_Do this_
Give back exactly the lines from the one containing "of the louvered" through the end of the records, including both, and no others.

_Task data_
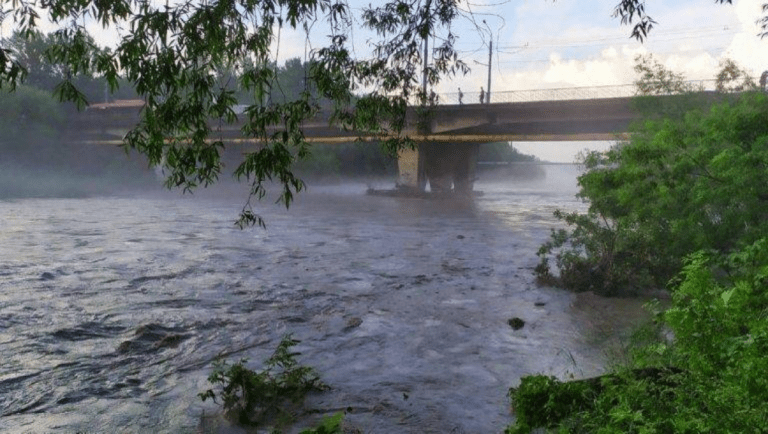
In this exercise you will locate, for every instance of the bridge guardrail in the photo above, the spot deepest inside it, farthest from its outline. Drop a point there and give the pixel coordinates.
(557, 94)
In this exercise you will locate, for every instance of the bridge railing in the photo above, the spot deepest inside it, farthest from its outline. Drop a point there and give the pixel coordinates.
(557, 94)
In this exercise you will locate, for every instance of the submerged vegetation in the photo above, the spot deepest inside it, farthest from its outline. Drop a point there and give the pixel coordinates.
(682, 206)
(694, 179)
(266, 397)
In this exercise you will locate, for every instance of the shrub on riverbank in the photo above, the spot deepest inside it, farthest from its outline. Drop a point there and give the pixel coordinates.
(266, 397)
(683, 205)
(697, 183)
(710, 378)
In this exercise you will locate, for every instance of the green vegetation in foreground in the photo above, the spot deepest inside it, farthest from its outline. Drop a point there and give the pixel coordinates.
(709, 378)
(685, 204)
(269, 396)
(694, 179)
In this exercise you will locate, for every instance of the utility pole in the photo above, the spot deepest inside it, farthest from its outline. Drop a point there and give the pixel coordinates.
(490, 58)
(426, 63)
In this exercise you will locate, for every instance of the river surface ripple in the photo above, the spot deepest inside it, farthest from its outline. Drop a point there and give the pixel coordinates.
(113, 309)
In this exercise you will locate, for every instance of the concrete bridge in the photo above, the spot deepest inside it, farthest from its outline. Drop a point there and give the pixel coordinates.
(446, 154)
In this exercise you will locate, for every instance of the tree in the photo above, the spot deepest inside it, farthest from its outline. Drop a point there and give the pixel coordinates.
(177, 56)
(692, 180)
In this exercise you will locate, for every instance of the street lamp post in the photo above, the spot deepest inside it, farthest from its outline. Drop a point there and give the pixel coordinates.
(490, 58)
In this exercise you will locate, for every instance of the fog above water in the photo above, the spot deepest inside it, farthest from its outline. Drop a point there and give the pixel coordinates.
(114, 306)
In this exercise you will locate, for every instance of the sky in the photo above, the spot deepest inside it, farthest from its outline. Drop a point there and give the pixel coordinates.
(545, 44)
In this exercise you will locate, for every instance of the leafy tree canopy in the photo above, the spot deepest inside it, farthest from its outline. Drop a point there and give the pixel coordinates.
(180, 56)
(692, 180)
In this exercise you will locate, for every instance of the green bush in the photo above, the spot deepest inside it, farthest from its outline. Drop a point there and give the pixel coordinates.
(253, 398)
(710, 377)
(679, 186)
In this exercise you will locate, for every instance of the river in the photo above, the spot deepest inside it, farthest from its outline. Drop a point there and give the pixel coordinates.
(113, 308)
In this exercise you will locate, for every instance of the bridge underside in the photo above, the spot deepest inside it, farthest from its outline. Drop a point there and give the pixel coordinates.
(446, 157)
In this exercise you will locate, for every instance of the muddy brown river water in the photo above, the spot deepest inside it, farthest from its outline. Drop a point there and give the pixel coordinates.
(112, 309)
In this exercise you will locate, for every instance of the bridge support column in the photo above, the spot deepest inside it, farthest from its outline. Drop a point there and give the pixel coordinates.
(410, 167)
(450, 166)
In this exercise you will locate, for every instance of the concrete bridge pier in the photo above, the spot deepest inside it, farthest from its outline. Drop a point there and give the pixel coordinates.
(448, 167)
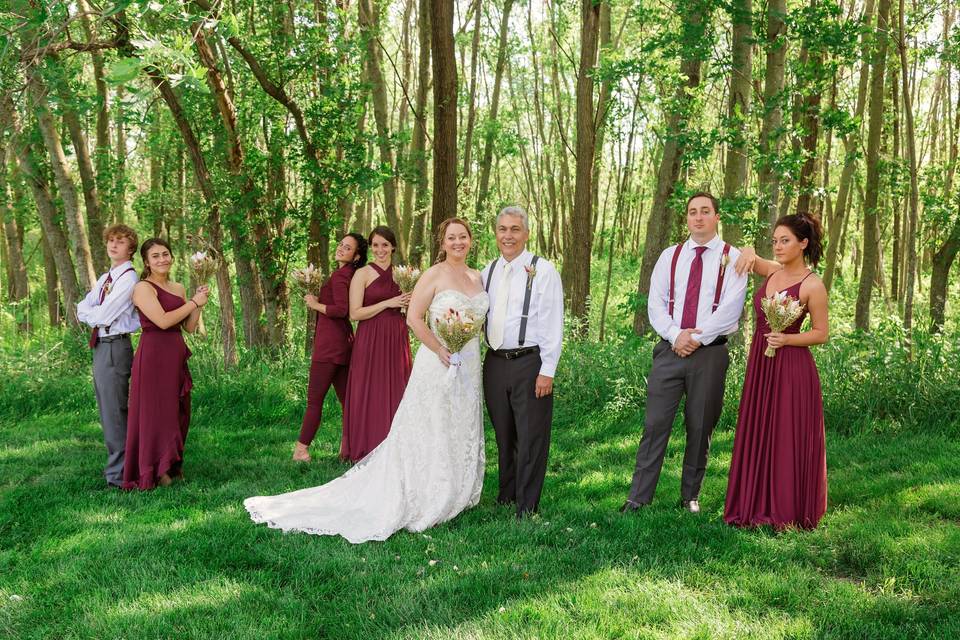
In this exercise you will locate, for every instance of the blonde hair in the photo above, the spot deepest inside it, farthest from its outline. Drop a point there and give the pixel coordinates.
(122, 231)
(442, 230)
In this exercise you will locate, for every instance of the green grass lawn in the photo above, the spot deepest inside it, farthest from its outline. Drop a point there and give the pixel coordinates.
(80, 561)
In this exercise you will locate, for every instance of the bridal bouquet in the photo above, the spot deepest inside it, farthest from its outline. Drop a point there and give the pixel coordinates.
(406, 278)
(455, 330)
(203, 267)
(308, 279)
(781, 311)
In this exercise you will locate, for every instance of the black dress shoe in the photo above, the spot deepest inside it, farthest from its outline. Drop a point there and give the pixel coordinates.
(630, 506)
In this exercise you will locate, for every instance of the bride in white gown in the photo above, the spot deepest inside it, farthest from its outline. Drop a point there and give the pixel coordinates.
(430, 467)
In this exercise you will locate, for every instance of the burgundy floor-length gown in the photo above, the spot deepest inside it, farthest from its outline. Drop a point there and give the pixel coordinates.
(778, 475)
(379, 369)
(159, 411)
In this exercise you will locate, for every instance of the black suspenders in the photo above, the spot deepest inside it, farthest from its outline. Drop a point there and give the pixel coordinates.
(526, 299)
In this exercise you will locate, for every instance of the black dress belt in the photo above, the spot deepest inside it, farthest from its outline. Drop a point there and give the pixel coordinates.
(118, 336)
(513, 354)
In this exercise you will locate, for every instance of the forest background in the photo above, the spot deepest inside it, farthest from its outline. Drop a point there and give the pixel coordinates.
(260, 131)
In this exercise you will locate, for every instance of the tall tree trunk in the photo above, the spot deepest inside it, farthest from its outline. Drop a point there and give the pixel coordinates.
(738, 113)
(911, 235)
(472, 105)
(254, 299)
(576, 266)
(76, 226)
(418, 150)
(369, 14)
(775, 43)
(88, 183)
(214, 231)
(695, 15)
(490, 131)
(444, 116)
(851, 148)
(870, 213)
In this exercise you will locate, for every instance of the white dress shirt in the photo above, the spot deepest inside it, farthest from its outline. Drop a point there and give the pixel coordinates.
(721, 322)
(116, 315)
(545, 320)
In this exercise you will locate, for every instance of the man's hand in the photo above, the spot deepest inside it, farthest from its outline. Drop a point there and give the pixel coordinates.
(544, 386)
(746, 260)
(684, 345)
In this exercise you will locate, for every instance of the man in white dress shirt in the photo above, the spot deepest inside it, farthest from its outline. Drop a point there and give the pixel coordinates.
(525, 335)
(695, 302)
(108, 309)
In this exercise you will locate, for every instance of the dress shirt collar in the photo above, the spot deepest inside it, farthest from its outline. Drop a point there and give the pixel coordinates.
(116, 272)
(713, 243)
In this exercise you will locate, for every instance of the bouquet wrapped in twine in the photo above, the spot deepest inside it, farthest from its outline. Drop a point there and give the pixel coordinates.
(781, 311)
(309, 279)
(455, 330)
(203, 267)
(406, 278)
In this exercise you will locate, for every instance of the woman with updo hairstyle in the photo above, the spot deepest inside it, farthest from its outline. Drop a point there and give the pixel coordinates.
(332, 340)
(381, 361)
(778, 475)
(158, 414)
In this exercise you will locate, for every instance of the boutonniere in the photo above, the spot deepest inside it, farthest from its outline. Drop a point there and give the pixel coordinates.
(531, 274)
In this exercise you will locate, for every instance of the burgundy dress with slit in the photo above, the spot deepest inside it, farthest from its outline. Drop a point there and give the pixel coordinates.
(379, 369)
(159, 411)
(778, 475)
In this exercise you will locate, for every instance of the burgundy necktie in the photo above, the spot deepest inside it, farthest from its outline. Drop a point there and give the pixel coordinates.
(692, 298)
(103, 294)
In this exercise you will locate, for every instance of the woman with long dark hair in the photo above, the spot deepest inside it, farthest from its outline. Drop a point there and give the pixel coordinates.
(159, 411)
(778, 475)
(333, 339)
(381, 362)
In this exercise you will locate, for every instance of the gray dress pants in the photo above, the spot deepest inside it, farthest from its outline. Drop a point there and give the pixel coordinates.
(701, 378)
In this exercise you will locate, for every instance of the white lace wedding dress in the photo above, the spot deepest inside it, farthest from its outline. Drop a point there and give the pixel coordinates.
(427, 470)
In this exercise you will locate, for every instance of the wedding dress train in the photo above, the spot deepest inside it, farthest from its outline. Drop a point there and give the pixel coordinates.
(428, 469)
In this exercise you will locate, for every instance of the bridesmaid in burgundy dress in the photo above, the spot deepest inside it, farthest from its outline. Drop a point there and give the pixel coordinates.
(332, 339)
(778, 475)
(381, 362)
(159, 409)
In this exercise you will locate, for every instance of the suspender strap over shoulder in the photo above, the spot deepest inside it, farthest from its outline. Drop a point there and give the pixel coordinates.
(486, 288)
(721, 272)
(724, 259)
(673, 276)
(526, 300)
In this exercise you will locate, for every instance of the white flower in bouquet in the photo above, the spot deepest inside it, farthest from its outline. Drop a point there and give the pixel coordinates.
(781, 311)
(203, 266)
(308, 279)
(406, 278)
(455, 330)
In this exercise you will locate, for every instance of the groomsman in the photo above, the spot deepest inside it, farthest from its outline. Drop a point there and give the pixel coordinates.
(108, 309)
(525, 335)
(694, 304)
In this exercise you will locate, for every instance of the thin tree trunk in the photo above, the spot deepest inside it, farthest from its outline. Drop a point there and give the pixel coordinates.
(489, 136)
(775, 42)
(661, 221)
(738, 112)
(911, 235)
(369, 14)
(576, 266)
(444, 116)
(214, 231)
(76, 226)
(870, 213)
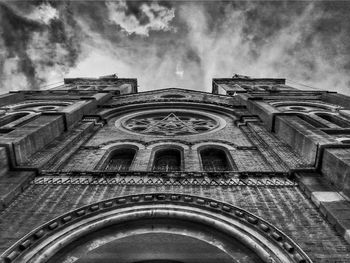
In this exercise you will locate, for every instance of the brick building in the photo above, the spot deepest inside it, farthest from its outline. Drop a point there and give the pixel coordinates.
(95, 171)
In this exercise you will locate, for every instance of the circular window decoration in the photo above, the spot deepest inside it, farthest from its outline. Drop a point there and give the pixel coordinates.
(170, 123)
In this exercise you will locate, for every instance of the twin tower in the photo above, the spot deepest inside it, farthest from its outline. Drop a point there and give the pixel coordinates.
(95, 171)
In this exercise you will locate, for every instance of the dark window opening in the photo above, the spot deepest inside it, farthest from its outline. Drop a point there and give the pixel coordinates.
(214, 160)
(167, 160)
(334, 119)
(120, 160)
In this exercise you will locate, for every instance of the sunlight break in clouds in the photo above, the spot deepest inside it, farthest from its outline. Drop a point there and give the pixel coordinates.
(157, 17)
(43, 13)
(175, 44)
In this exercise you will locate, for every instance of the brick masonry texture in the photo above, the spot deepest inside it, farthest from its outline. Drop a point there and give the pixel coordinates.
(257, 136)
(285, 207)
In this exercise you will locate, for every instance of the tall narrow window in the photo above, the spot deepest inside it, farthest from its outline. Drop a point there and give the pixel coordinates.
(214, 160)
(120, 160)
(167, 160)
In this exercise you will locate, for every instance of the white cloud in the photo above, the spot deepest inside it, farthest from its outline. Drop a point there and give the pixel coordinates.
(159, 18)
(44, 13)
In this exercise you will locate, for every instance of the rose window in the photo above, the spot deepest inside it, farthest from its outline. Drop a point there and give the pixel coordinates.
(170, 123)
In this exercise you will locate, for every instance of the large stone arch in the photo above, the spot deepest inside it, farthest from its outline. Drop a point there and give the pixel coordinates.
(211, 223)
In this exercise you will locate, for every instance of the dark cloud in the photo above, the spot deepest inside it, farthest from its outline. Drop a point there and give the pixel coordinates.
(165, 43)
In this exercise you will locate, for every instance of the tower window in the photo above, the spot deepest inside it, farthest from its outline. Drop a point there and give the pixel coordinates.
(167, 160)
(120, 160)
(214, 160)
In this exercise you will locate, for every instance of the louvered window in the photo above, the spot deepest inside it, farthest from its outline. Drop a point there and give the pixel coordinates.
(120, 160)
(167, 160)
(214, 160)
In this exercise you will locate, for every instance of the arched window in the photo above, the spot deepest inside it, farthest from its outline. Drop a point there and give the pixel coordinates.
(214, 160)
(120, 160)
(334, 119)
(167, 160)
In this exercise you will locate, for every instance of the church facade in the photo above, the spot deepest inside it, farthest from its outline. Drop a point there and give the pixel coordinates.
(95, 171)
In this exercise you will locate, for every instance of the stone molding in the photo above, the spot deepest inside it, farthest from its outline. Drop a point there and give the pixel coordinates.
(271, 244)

_Problem solution_
In this exercise you will locate, for every instance of the louvered window in the photo above, the spot deepest inside it, farthest from its outline. Drop a point there and give the pixel coordinates.
(120, 160)
(167, 160)
(214, 160)
In this exercise you will locate, for every instance of the arched window in the photo above, the spot deepest inside it, farthest from its outline. Drop a point there and give the pixel coordinates.
(214, 160)
(120, 160)
(334, 119)
(167, 160)
In this exercise you will locate, for every instance of the church facade in the photo above, the spot deepest inside it, farthest from its outline. Drop a point there and give the pixel coordinates.
(95, 171)
In this exercise you will locate, for every instance of the stone molding in the photo above, the spot deepest inside it, farthest from its outline. Drop a point there and give the pixel coordinates.
(271, 244)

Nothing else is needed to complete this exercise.